*** Raw data ***

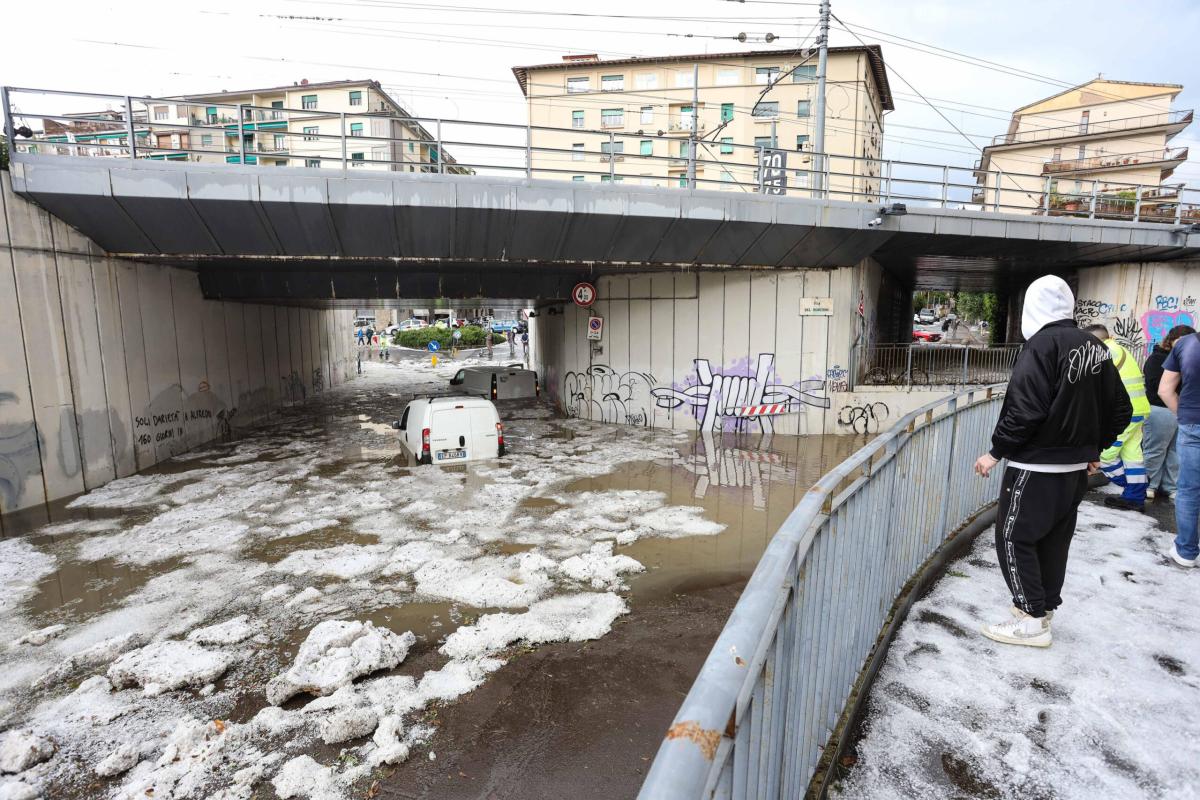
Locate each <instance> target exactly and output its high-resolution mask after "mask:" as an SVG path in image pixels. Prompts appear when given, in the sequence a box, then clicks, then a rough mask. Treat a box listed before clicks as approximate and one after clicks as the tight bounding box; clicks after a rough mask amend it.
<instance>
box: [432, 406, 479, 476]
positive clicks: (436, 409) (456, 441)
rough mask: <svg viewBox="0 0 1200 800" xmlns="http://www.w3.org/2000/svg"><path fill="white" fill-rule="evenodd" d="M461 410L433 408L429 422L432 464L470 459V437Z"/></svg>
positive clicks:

***
*** Raw data ***

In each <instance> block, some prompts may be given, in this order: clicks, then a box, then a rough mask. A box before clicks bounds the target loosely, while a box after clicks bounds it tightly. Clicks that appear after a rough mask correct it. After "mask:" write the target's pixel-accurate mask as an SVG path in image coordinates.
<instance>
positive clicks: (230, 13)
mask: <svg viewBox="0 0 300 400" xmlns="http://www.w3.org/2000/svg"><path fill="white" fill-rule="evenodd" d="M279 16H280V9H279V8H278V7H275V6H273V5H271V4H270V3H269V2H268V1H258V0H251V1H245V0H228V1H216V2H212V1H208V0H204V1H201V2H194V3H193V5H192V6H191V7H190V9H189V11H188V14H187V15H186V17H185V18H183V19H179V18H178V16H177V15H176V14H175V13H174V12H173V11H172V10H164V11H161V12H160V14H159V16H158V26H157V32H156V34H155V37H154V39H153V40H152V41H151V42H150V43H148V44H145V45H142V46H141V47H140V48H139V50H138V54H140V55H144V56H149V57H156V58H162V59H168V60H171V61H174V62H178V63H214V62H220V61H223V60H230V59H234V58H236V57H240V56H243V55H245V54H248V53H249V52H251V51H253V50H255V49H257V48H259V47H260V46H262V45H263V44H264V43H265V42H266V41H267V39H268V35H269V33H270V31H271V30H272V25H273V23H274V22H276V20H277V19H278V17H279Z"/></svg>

***
*** Raw data ***

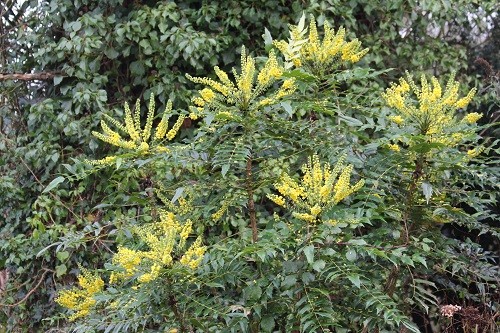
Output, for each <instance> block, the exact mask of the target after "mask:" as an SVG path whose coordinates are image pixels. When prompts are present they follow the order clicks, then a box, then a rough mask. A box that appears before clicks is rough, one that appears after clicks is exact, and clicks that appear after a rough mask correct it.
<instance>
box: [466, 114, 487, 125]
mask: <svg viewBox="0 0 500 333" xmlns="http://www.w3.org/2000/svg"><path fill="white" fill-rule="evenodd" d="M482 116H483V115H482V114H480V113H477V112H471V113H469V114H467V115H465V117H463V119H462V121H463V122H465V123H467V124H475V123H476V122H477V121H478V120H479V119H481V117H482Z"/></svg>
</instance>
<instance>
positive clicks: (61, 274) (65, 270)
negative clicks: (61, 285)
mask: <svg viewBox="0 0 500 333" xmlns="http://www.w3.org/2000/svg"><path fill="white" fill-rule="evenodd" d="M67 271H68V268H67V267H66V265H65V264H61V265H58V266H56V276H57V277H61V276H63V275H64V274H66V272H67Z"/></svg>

***

Pull out every line in the rows above that contains the string "http", and copy each one in full.

rough mask: <svg viewBox="0 0 1200 800" xmlns="http://www.w3.org/2000/svg"><path fill="white" fill-rule="evenodd" d="M461 410L433 408L429 422L432 464L470 459V437Z"/></svg>
mask: <svg viewBox="0 0 300 400" xmlns="http://www.w3.org/2000/svg"><path fill="white" fill-rule="evenodd" d="M279 16H280V9H279V8H278V7H275V6H273V5H271V4H270V3H269V2H268V1H258V0H251V1H245V0H228V1H216V2H212V1H208V0H204V1H201V2H194V3H193V5H192V6H191V7H190V9H189V11H188V14H187V15H186V17H185V18H183V19H179V18H178V16H177V15H176V14H175V13H174V12H173V11H172V10H164V11H161V12H160V14H159V16H158V26H157V32H156V34H155V37H154V39H153V40H152V41H151V42H150V43H148V44H145V45H142V46H141V47H140V48H139V50H138V54H140V55H144V56H149V57H156V58H162V59H168V60H171V61H174V62H178V63H214V62H220V61H223V60H230V59H234V58H236V57H240V56H243V55H245V54H248V53H249V52H251V51H253V50H255V49H257V48H259V47H260V46H262V45H263V44H264V43H265V42H266V41H267V39H268V35H269V33H270V31H271V30H272V25H273V23H274V22H276V20H277V19H278V17H279Z"/></svg>
mask: <svg viewBox="0 0 500 333" xmlns="http://www.w3.org/2000/svg"><path fill="white" fill-rule="evenodd" d="M482 116H483V115H482V114H480V113H477V112H471V113H469V114H467V115H465V117H463V119H462V121H463V122H465V123H467V124H475V123H476V122H477V121H478V120H479V119H481V117H482Z"/></svg>
mask: <svg viewBox="0 0 500 333" xmlns="http://www.w3.org/2000/svg"><path fill="white" fill-rule="evenodd" d="M67 271H68V268H67V267H66V265H65V264H61V265H58V266H56V276H57V277H61V276H63V275H64V274H66V272H67Z"/></svg>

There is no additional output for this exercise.